◆ Action item: Print everything in the commuter transport piece from "The few private" down to "of the economy.", word for word.

◆ Selected passage:
# # #
For the past few weeks commuters around the country have had nightmarish encounters trying to travel from one place to the other, especially during peak hours.
In some places, mostly in High Density suburbs, people have been enduring long hours of waiting in queues for their turn to board ZUPCO buses and kombis to their homes.
Workers have been the most affected as some would get home as late as 10 p.m. and wake up as early as 4 a.m. in order for them to be able to get to their workstations on time.
Some had to risk their limbs and even life as they travelled under very precarious conditions in trucks, lorries and even on top of buses. Others had to walk home as they could not afford the fares charged by some opportunists who took advantage of the situation.
Female passengers had to face humiliating and embarrassing moments and were open to harassment, some forced into undignified actions all in an effort to get home.
Since the banning of other players from providing public transport services, the transport situation has been dire, with the State owned ZUPCO failing to effectively service urban routes owing to a shortage of buses and kombis.
The withdrawal of some operators from the ZUPCO franchise scheme in the past few days further compounded the situation.
Some private operators have been supplementing ZUPCO, albeit illegally, and their services have been helping a lot as they eased the pressure from the state owned monopoly.
However, the launch last week of a blitz against these private players saw the situation sink into total chaos, as passengers were left stranded at various bus termini as ZUPCO failed to cope with the high volumes of commuters.
The few private transport players who managed to sneak into town and individuals took advantage of the situation and were charging as much as $3 for a 15 kilometre journey.
It is however, refreshing to note that government has now made a sober decision to open up the public transport system for other players in order to complement the services being provided by ZUPCO.
President Emerson Mnangagwa announced Saturday that private players would be allowed into the transport sector following the reduction in Covid-19 cases and the subsequent opening up of the economy.
Government also introduced a duty free importation for a period of 12 months, for vehicles which meet regulations to, which will allow private operators to beef up their fleet.
This, he said would be done under terms and conditions to be published by Government.
This is commendable considering that the transport situation was beginning to affect business and ultimately the whole economy of the country.
Workers have been coming to work late and already exhausted before they had even started working, which was beginning to affect production volumes for many enterprises.
The private players, on their part, now have to play by the rules and ensure their crew on the road maintain discipline.
While their services are crucial to the economic development of the country, the behaviour of some of them leave a lot to be desired.
While allowing them to operate law enforcement agents from both the ZRP and the respective municipalities must ensure that laws are followed so that there is sanity.
Authorities need to decisively deal with touts, who have a reputation of harassing commuters with impunity and ensure that they should never be allowed at any pick up points again.
Councils should also take advantage of this as it creates avenues for revenue generation, which revenue has been going to touts at their expense.
# # #
◆ Data under study:
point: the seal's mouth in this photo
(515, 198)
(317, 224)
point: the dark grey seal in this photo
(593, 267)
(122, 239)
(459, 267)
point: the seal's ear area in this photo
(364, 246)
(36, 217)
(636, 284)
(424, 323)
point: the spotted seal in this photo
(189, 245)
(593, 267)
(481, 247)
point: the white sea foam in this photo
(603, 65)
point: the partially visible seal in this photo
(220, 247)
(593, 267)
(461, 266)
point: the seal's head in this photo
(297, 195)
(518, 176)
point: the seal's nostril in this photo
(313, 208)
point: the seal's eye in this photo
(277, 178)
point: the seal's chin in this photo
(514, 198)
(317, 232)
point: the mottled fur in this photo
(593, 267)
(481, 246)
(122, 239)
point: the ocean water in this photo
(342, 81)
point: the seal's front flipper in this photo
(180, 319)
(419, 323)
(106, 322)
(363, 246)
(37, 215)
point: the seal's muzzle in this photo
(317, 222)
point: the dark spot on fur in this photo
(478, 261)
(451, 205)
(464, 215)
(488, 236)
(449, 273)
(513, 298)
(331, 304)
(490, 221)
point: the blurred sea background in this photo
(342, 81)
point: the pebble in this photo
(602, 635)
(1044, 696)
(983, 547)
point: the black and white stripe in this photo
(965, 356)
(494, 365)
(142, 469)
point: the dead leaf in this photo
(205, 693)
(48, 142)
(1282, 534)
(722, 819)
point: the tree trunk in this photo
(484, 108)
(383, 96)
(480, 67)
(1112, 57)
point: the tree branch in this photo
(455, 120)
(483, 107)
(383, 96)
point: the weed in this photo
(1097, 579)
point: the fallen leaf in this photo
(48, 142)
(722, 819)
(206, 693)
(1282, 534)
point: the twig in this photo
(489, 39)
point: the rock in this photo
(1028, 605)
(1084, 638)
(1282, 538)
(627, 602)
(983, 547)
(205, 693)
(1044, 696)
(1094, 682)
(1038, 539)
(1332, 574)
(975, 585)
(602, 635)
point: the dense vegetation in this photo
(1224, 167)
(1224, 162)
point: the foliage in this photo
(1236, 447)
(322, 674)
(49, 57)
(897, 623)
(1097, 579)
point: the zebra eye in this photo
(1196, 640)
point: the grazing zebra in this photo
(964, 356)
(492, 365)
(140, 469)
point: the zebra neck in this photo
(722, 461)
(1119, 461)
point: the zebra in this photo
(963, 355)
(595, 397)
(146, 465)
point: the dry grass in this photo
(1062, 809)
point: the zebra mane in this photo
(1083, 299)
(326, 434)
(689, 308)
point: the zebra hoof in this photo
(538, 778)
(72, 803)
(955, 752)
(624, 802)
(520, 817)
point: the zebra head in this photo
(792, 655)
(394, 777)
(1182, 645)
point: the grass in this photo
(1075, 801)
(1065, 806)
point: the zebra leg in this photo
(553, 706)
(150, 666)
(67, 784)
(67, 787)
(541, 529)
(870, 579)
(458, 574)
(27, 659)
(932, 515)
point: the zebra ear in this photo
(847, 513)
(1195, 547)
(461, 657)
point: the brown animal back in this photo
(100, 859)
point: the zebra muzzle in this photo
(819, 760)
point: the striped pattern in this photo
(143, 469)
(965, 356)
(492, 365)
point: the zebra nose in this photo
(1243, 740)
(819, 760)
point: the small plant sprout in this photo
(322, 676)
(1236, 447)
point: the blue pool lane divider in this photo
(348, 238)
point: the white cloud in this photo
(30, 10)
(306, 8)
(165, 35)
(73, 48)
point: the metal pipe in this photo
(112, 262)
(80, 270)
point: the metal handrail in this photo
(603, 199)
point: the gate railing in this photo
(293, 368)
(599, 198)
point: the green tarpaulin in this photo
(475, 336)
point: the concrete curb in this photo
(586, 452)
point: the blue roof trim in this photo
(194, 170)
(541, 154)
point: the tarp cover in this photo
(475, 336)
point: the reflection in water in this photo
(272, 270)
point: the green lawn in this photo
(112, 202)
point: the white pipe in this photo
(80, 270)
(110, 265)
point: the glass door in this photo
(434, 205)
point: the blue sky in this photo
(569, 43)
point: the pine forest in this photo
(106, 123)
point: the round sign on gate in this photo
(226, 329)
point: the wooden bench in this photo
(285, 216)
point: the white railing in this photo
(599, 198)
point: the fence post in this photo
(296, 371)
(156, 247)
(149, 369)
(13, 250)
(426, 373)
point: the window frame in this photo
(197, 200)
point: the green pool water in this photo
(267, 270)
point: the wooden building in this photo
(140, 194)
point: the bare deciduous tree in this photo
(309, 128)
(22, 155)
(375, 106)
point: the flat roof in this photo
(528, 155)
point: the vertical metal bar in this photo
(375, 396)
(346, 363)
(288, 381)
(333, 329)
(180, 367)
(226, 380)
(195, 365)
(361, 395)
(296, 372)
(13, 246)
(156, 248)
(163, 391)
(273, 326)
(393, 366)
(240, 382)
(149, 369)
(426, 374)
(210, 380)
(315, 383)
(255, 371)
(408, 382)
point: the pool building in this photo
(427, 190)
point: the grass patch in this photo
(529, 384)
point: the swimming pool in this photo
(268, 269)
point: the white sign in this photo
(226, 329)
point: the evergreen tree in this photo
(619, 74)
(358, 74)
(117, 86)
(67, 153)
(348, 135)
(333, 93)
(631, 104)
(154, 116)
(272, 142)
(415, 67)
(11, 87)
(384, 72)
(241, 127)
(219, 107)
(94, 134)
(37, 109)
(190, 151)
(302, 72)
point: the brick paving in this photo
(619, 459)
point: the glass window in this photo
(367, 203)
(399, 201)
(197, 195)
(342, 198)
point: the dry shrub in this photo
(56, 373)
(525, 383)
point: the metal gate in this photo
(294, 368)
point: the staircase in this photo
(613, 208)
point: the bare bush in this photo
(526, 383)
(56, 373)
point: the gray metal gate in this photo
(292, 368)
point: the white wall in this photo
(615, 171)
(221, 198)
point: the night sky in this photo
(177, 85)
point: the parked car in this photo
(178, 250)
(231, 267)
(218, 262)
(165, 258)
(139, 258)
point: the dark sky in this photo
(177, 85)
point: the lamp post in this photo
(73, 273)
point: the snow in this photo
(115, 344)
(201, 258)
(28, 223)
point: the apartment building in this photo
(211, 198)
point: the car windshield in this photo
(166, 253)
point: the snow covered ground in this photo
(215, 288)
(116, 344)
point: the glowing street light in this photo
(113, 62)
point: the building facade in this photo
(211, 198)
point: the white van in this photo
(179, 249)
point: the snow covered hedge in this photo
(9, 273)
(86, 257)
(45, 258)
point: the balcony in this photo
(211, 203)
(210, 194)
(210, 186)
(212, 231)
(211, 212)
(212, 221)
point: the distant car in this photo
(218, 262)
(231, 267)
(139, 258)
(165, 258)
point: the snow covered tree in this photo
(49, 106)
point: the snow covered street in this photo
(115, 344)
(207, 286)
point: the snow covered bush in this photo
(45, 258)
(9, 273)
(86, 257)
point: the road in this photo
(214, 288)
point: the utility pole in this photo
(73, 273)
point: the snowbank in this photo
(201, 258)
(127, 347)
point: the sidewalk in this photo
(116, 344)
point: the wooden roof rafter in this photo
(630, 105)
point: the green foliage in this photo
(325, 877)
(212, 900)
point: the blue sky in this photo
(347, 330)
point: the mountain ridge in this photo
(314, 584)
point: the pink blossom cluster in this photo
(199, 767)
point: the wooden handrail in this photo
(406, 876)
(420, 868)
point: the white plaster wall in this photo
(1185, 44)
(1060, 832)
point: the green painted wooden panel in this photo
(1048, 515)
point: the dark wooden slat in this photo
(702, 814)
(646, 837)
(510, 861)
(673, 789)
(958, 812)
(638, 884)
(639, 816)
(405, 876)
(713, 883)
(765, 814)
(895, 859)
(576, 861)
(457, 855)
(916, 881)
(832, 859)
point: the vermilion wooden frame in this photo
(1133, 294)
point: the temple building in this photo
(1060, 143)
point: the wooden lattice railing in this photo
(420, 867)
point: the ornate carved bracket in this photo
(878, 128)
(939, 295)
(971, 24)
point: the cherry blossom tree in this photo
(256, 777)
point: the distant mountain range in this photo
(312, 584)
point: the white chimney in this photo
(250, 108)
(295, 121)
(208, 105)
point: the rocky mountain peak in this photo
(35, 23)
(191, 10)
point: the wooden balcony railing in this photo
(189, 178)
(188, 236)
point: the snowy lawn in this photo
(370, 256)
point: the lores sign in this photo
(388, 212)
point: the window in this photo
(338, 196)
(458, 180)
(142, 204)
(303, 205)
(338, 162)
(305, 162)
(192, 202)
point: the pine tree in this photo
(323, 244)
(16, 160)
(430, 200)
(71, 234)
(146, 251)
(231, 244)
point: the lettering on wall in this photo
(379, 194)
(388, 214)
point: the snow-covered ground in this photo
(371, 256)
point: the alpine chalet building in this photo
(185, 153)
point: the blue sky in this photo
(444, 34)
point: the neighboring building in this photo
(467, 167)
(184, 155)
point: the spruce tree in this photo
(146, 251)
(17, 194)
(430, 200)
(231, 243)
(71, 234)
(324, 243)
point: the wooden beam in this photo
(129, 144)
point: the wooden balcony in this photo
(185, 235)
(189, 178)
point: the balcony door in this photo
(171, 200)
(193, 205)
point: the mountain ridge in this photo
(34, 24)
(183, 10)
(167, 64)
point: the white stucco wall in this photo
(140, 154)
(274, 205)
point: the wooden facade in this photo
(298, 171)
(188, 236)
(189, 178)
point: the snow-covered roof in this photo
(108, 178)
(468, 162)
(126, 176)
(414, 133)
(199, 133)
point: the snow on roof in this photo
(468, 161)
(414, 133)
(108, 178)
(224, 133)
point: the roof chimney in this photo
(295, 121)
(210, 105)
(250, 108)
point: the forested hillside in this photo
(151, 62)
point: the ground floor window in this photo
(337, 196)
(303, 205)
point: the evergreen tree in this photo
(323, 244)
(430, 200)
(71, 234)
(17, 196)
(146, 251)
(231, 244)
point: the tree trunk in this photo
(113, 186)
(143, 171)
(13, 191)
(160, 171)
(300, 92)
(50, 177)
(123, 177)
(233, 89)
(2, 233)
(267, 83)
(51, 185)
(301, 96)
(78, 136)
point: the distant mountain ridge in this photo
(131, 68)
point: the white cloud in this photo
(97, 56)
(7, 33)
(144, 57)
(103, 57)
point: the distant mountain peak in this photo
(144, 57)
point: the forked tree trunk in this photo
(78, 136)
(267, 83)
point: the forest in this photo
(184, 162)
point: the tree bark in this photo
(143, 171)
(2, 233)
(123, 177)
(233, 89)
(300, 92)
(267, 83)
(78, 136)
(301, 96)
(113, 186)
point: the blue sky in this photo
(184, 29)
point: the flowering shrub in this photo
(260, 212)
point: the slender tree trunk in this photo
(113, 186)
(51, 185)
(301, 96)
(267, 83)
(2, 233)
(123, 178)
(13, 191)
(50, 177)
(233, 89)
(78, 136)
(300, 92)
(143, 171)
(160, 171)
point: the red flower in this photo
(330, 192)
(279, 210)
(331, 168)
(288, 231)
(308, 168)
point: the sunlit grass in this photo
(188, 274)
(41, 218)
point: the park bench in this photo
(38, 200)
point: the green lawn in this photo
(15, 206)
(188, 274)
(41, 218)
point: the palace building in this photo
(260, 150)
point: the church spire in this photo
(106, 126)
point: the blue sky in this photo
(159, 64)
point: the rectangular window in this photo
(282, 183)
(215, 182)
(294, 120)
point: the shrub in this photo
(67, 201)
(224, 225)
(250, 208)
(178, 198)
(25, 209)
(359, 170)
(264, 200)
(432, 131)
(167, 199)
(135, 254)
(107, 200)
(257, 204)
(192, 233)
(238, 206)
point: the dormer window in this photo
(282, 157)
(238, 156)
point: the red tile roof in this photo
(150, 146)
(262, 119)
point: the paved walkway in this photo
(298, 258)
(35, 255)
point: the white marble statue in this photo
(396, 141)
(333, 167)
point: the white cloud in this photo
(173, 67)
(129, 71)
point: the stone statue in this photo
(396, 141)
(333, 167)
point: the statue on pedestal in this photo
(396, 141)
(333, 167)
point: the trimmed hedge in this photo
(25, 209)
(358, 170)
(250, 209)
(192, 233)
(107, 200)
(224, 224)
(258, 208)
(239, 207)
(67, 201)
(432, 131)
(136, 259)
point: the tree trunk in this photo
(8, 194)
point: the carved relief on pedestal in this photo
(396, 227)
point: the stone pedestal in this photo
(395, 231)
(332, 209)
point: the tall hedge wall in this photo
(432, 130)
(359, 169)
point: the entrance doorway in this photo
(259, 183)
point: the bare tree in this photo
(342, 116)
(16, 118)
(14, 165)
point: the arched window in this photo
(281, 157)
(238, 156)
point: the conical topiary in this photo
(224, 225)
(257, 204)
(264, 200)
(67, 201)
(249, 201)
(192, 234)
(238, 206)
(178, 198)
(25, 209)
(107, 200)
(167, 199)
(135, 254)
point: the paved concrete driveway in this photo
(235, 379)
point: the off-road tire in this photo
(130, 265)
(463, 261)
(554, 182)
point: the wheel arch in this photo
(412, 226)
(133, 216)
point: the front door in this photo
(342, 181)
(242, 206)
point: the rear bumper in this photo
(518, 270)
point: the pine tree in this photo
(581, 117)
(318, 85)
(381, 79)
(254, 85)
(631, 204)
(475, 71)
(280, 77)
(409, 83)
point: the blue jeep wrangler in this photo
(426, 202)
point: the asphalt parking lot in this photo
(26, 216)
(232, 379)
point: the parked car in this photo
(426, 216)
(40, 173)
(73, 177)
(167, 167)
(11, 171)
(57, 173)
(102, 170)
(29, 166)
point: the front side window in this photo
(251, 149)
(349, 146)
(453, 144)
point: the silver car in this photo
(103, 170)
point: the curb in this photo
# # #
◆ The completed task:
The few private transport players who managed to sneak into town and individuals took advantage of the situation and were charging as much as $3 for a 15 kilometre journey.
It is however, refreshing to note that government has now made a sober decision to open up the public transport system for other players in order to complement the services being provided by ZUPCO.
President Emerson Mnangagwa announced Saturday that private players would be allowed into the transport sector following the reduction in Covid-19 cases and the subsequent opening up of the economy.